[DATASET ENTRIES — start]
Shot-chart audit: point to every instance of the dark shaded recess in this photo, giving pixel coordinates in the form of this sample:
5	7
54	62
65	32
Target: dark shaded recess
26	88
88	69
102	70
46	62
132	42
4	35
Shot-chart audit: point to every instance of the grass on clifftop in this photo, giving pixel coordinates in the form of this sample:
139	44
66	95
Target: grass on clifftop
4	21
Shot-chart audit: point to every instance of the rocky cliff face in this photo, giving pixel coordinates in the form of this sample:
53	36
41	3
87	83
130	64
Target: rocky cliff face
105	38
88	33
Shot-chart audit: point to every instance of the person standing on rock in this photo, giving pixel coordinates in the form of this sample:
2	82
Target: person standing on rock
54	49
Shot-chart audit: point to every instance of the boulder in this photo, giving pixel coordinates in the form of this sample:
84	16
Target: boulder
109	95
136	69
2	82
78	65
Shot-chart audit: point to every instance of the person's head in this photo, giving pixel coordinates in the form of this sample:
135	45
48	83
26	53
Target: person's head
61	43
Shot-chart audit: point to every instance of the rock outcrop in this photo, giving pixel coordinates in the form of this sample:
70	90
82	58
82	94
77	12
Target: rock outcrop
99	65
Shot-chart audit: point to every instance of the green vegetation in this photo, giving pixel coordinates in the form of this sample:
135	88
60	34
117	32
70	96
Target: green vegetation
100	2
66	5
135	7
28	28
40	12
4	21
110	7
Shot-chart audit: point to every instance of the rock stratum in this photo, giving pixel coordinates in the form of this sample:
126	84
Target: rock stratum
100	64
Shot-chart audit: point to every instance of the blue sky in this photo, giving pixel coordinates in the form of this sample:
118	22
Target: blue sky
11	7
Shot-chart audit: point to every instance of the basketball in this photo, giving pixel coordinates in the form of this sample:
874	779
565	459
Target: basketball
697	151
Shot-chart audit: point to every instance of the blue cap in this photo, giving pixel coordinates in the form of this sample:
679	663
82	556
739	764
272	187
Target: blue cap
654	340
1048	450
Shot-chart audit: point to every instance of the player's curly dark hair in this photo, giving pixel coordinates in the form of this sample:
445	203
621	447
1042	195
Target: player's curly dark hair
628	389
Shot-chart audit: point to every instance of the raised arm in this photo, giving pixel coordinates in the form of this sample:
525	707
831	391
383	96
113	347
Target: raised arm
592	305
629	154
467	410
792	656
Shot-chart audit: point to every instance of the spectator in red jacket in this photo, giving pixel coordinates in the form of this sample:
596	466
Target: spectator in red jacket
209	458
[DATASET ENTRIES — finish]
# DESCRIPTION OF THE TASK
Copy out the line holding "Target: raised arm" along with all lines after it through the end of the entries, exactly and only these.

# YOUR RESPONSE
Target: raised arm
592	305
629	154
467	410
792	656
Shot-chart audit: point to every instance of the spectator in red jacket in this photo, giving pixel coordinates in the form of this sample:
596	466
Target: spectator in red jacket
209	458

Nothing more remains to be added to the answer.